# START OF INPUT FOR THIS TASK
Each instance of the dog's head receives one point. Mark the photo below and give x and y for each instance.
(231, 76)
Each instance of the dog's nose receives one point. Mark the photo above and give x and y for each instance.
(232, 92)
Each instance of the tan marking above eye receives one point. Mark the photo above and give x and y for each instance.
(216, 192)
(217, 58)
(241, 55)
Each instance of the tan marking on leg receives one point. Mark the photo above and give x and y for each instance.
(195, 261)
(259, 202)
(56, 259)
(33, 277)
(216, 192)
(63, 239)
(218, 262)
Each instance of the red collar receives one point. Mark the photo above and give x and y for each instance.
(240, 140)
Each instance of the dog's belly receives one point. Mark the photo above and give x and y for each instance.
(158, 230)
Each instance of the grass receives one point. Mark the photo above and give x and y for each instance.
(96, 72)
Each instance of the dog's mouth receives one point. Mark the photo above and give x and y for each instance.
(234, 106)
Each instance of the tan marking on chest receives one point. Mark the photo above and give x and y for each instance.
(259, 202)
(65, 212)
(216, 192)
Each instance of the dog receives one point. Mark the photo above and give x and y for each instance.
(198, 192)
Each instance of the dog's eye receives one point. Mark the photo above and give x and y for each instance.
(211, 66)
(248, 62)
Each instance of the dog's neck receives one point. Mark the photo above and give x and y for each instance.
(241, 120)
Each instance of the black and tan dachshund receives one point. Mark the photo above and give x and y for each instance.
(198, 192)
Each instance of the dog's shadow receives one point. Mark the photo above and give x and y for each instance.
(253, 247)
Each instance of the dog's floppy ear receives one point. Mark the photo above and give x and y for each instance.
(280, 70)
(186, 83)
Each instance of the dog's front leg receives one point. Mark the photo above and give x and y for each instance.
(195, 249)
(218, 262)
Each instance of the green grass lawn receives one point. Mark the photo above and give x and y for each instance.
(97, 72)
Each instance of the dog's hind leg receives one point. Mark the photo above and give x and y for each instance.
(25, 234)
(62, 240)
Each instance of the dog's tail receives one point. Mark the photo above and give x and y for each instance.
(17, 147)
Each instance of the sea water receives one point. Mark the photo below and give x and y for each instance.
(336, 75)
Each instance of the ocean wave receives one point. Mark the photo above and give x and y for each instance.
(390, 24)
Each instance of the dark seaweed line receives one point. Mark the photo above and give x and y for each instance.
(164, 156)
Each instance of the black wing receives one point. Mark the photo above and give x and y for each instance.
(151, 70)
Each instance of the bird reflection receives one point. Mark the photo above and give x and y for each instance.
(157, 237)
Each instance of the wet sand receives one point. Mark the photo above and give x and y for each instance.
# END OF INPUT FOR THIS TASK
→ **EXERCISE INSTRUCTIONS**
Working from the material above, retype it in its entirety without change.

→ **EXERCISE OUTPUT**
Each instance of the dog's head receives one point. Mark the photo below and give x and y for each instance.
(231, 76)
Each instance of the dog's nose receives one point. Mark the photo above and give x and y for each instance.
(232, 92)
Each instance of the tan marking above eye receives one point. Mark the photo above and give x and y for each instance.
(216, 192)
(217, 58)
(241, 55)
Each instance of the tan marking on leg receives one point. Mark the photo above and give x and y for each instance.
(195, 261)
(259, 202)
(56, 259)
(33, 277)
(216, 192)
(63, 239)
(218, 262)
Each instance of the red collar receives one point. Mark the photo above and give x and y for each instance.
(240, 140)
Each instance of the dog's belly receives one point. Mark the photo above and give x and y for each instance.
(158, 230)
Each instance of the grass receives one point. Mark the photo above and give x and y for each instance.
(96, 72)
Each instance of the dog's mouth receives one point. Mark the photo above and give x and y for each instance.
(234, 106)
Each instance of the tan marking on chest receives one point. Mark the photo above and give x and y for each instance.
(259, 202)
(65, 212)
(216, 192)
Each instance of the dog receives one point. Mark the photo above and give x and y for each instance.
(198, 192)
Each instance of the dog's eye receives one point. Mark the photo above and give x and y for each instance.
(211, 66)
(248, 62)
Each instance of the dog's neck receives one point. Mark the photo above and give x and y for each instance.
(241, 120)
Each instance of the black and tan dachshund receives one point. Mark the photo above and give x and y for each instance.
(198, 192)
Each instance of the dog's shadow receives one point. Mark the photo above and give x and y for each instance.
(253, 247)
Each instance of the dog's floppy ear receives one point. Mark the photo above and give x and y for each instance.
(280, 70)
(186, 83)
Each instance of the dog's front leg receives one point. Mark the photo above and give x and y for each instance.
(195, 249)
(218, 262)
Each instance of the green grass lawn receives one point. Mark the photo above and give x and y for each instance.
(97, 72)
Each instance of the dog's hind leg receives one point. Mark the photo above and give x and y for each instance.
(25, 234)
(62, 240)
Each instance of the dog's tail receives one point. Mark the photo above and give x and y for each instance.
(17, 147)
Each instance of the sea water receives one point. Mark the photo below and give x and y for each instance.
(336, 75)
Each instance of the ocean wave receives one point. Mark the photo above and give x and y for each instance.
(390, 24)
Each instance of the dark seaweed line receives one point. Mark the photo above and give x and y for each instance.
(164, 156)
Each instance of the black wing receives one point. Mark the photo above and give x and y for each instance.
(151, 70)
Each instance of the bird reflection receives one point. Mark the photo above and give x and y for each instance.
(157, 237)
Each instance of the wet sand receives one point. Mark the photo above and give x and y for each instance.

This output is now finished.